• **TASK PROMPT**
Continue the passage on immune recovery trajectories after COVID-19, picking up after its final sentence.

Heterogeneous immunological recovery trajectories revealed in post-acute COVID-19

The immunological picture of how different patients recover from COVID-19, and how those recovery trajectories are influenced by infection severity, remain unclear. We investigated 140 COVID-19 patients from diagnosis to convalescence using clinical data, viral load assessments, and multi-omic analyses of blood plasma and circulating immune cells. Immune-phenotype dynamics resolved four recovery trajectories. One trajectory signals a return to pre-infection healthy baseline, while the other three are characterized by differing fractions of persistent cytotoxic and proliferative T cells, distinct B cell maturation processes, and memory-like innate immunity. We resolve a small panel of plasma proteins that, when measured at diagnosis, can predict patient survival and recovery-trajectory commitment. Our study offers novel insights into post-acute immunological outcomes of COVID-19 that likely influence long-term adverse sequelae.

• **DATASET SECTION**
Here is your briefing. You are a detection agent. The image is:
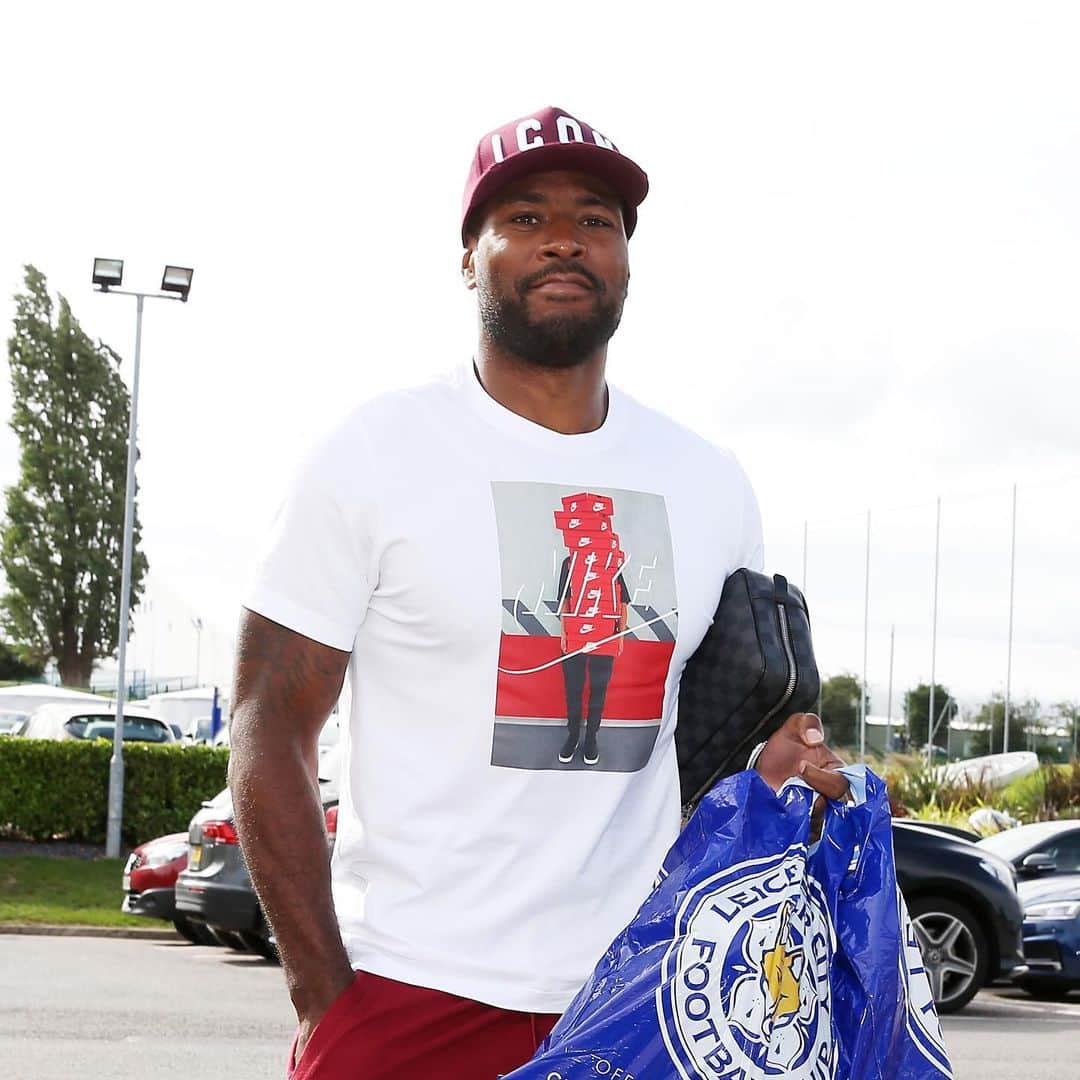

• **RESULT OF THE TASK**
Multi-cohort analysis of host immune response identifies conserved protective and detrimental modules associated with severity irrespective of virus

SARS-CoV-2 pandemic, the fourth pandemic of the decade, has underscored gaps in global pandemic preparedness and the need for generalizable tests to avert overwhelming healthcare systems worldwide, irrespective of a virus. We integrated 4,780 blood transcriptome profiles from patients infected with one of 16 viruses across 34 independent cohorts from 18 countries, and 71 scRNA-seq profiles of 264,224 immune cells across three independent cohorts. We found a myeloid cell-dominated conserved host response associated with severity. It showed increased hematopoiesis, myelopoiesis, and myeloid-derived suppressor cells with increased severity. We identified four gene modules that delineate distinct trajectories associated with mild and severe outcomes, and show the interferon response was decoupled from protective host response during severe viral infection. These modules distinguished non-severe from severe viral infection with clinically useful accuracy. Together, our findings provide insights into immune response dynamics during viral infection, and identify factors that may influence patient outcomes.

Reinfection with SARS-CoV-2 and Failure of Humoral Immunity: a case report.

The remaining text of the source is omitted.